_Exercise brief:_
Pick out and copy every line of the material that contains the word "target". Case counts.

_Records supplied:_
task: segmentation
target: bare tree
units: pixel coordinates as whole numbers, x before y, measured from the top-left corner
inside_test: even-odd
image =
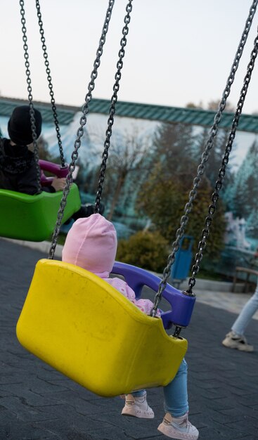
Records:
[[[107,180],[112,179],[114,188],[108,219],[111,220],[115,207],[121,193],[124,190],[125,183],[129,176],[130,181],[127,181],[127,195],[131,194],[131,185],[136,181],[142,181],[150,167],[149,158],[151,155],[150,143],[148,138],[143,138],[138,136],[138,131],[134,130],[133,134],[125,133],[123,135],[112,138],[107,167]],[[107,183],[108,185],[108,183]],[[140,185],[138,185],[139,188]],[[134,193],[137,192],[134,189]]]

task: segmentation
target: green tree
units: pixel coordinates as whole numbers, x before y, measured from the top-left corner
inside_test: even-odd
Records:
---
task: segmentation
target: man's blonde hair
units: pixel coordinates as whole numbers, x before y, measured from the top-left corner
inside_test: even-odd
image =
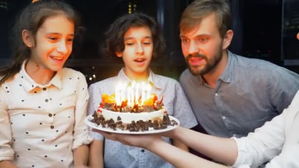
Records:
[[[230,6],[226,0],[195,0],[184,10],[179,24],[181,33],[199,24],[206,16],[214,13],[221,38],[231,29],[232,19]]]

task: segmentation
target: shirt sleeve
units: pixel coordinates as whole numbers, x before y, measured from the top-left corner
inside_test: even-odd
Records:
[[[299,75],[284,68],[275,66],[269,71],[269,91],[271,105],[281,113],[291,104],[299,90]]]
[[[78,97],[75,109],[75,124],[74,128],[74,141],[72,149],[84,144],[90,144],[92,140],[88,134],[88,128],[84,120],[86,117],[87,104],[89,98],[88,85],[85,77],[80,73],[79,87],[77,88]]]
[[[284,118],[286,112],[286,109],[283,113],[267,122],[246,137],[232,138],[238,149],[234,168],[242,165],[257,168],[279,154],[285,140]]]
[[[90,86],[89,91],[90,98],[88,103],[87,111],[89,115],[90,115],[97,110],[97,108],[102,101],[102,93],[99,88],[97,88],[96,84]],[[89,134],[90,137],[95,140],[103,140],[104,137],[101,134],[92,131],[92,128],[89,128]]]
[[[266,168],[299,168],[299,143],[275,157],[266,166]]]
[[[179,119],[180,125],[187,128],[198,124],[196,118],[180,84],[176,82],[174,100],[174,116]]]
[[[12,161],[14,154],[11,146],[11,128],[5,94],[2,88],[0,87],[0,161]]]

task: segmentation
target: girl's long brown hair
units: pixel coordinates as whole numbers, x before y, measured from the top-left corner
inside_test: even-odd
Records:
--
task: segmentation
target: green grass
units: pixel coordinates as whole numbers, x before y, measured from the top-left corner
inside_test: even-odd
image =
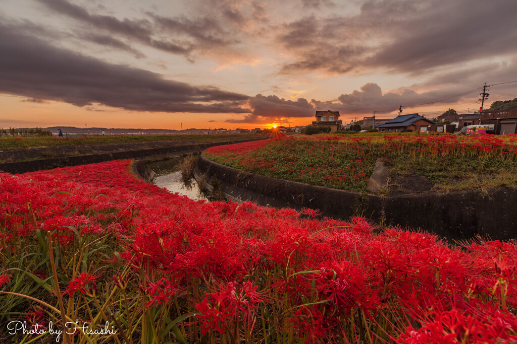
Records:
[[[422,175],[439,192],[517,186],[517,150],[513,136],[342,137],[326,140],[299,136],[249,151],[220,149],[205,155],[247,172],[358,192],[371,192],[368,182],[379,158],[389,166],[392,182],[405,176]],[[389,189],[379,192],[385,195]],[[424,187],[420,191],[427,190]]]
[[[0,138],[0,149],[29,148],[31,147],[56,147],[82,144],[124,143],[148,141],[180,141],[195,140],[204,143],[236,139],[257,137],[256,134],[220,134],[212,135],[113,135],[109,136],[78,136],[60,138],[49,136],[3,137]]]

_Solved exercise:_
target: bare tree
target: green tree
target: man's blonde hair
target: shirt sleeve
target: girl's long brown hair
target: green grass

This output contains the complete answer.